Rewrite every item below with "position of each" changed to "location of each" and everything else left as it is. Don't include the pictures in your answer.

--

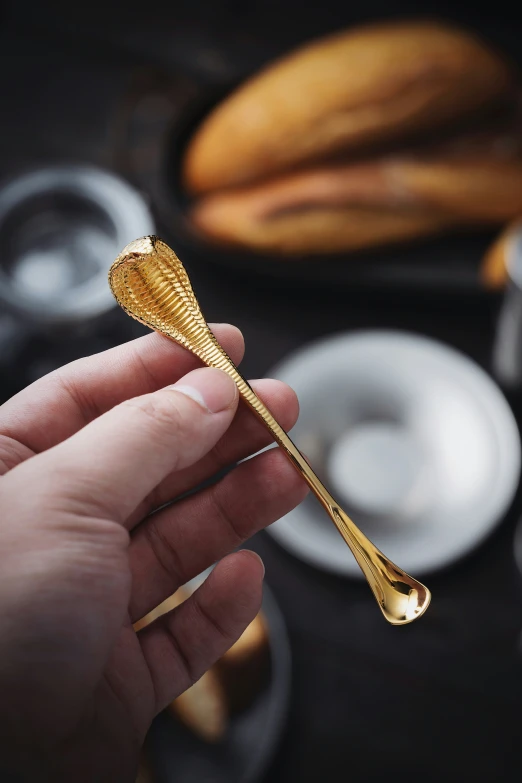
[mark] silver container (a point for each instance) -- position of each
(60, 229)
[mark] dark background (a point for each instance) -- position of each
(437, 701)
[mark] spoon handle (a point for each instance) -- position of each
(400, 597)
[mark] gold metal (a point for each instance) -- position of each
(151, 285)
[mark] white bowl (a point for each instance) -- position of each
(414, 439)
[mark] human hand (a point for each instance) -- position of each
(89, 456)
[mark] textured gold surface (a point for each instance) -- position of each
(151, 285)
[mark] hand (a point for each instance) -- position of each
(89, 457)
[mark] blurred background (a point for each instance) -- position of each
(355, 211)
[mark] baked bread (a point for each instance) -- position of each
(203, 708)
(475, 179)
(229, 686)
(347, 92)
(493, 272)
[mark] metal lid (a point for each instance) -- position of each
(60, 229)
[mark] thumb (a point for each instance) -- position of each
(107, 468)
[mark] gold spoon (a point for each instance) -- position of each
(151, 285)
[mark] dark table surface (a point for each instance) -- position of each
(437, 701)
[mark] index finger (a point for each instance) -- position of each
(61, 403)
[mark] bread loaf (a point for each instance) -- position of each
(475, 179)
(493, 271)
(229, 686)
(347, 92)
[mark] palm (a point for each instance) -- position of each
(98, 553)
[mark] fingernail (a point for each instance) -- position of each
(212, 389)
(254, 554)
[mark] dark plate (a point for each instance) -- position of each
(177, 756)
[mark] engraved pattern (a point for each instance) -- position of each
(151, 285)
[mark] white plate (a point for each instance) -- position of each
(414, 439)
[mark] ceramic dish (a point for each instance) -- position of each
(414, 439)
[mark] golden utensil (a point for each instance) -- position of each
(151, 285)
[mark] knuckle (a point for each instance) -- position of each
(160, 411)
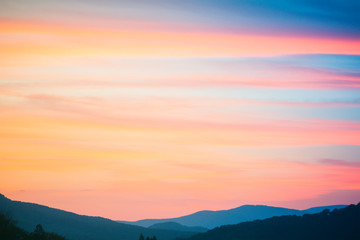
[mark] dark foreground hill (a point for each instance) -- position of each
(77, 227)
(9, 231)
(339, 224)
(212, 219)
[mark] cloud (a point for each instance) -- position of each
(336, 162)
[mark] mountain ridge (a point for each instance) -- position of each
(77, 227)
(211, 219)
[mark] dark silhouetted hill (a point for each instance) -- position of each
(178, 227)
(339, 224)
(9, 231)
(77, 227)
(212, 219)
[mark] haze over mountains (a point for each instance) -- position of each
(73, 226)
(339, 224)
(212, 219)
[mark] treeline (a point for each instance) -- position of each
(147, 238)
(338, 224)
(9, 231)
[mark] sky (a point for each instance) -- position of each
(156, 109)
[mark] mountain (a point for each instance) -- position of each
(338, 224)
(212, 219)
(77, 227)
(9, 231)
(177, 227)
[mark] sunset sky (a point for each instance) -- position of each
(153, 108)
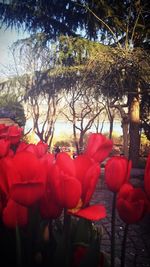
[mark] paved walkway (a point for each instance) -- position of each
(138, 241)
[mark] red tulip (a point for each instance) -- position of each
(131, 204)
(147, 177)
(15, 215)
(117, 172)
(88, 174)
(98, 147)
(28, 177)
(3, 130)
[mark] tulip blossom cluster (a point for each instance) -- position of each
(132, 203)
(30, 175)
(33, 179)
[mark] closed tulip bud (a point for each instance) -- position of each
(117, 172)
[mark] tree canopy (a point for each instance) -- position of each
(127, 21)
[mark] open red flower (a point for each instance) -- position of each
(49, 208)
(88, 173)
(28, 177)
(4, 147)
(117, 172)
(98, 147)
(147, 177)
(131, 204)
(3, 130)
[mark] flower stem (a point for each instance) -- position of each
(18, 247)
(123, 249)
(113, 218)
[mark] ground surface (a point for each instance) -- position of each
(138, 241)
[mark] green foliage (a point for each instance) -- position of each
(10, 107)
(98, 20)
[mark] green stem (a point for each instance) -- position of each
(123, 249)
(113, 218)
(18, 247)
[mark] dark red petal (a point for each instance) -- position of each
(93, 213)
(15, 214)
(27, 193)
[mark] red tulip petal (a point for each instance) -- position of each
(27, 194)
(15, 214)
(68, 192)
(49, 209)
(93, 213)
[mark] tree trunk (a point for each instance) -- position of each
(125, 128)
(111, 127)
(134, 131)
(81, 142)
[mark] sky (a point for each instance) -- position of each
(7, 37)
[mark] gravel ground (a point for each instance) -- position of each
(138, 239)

--

◆ **Solution**:
[mark] silver container (a point for each instance) -- location of each
(60, 229)
[mark] dark background (a point for each instance) -- location of each
(437, 701)
[mark] spoon handle (a point for each instance) -- location of each
(400, 597)
[mark] gold metal (a point for each instance) -- location of each
(151, 285)
[mark] white bowl (a point for each instance) -- location of each
(414, 439)
[mark] human hand (a point for each instance) -- location of each
(89, 456)
[mark] textured gold surface (a point for each instance) -- location of each
(151, 285)
[mark] hand (a point for each instance) -- location of each
(89, 457)
[mark] blurred background (a point for each instance) -- location of each
(355, 211)
[mark] baked bread (a point for each instance) -- location of each
(203, 708)
(475, 179)
(229, 686)
(347, 92)
(493, 272)
[mark] metal lid (a point for each instance) -- location of each
(60, 229)
[mark] thumb (a point for each instance) -- location of each
(107, 468)
[mark] gold spoon (a point for each instance) -- location of each
(151, 285)
[mark] dark table surface (a point for each instance) -- location of each
(437, 701)
[mark] index finger (a point for each instance) -- location of each
(61, 403)
[mark] bread loaf (a point for each instance) -- location of each
(475, 179)
(493, 271)
(229, 686)
(347, 92)
[mark] palm (a point for each instance) -- location of each
(98, 553)
[mark] fingernail (a point for each instance) -- location of each
(212, 389)
(254, 554)
[mark] dark plate (a point for each instance) -- location of each
(177, 756)
[mark] engraved pattern (a point for each instance) -- location of each
(151, 285)
[mark] white plate (a point for each instance) -- location of each
(414, 439)
[mark] ceramic dish (a point for each instance) -- location of each
(414, 439)
[mark] golden utensil (a point for each instance) -- location of each
(151, 285)
[mark] knuckle (a point for each instance) -- location of each
(160, 411)
[mark] dark foreground hill (a point for each instance) -- location of each
(77, 227)
(9, 231)
(339, 224)
(212, 219)
[mark] cloud (a point for each instance) -- location of each
(336, 162)
[mark] mountain ridge (a point for each instance) -- location of each
(77, 227)
(211, 219)
[mark] dark silhouetted hill (a point for each instance) -- location of each
(178, 227)
(339, 224)
(9, 231)
(77, 227)
(212, 219)
[mark] haze over mountains (a point for each instance) -- location of each
(73, 226)
(339, 224)
(212, 219)
[mark] treeline (a point for each instance) -- location of each
(147, 238)
(338, 224)
(9, 231)
[mark] sky (a point for each instance) -- location of each
(156, 109)
[mark] mountain (a point for each instance) -- location of each
(338, 224)
(212, 219)
(77, 227)
(9, 231)
(177, 227)
[mark] sunset sky (a point for each instance) -- location of each
(153, 108)
[mark] paved walkway (a point for each instance) -- location of each
(138, 241)
[mark] red tulip (a point for each instance) -- location of each
(131, 204)
(147, 177)
(15, 215)
(117, 172)
(88, 174)
(98, 147)
(28, 177)
(3, 130)
[mark] tulip blossom cluster (a point for each instance) -- location of each
(132, 203)
(30, 175)
(33, 179)
[mark] closed tulip bud (a point for each instance) -- location of each
(117, 172)
[mark] tree canopy (a point for each instance) -- location of each
(127, 21)
[mark] open red flower (a point for each instance) -- location of each
(49, 208)
(88, 173)
(28, 177)
(4, 147)
(117, 172)
(98, 147)
(147, 177)
(131, 204)
(3, 130)
[mark] flower stem (a point for each instance) -- location of each
(18, 247)
(123, 249)
(113, 218)
[mark] ground surface (a point for each instance) -- location of each
(138, 241)
[mark] green foliage (a point for each instance) -- location of each
(10, 107)
(98, 20)
[mark] green stem (a point for each instance) -- location of each
(123, 249)
(113, 218)
(18, 247)
[mark] dark red petal (a point for each instance) -- location of each
(93, 213)
(15, 214)
(27, 193)
[mark] red tulip petal (a point for each instance) -- location of each
(27, 194)
(15, 214)
(68, 192)
(49, 209)
(93, 213)
[mark] tree trunk (a point for each instance) -- location of each
(125, 128)
(111, 127)
(134, 131)
(81, 142)
[mark] sky (a point for each instance) -- location of each
(7, 37)
[mark] gravel ground (a point for each instance) -- location of each
(138, 239)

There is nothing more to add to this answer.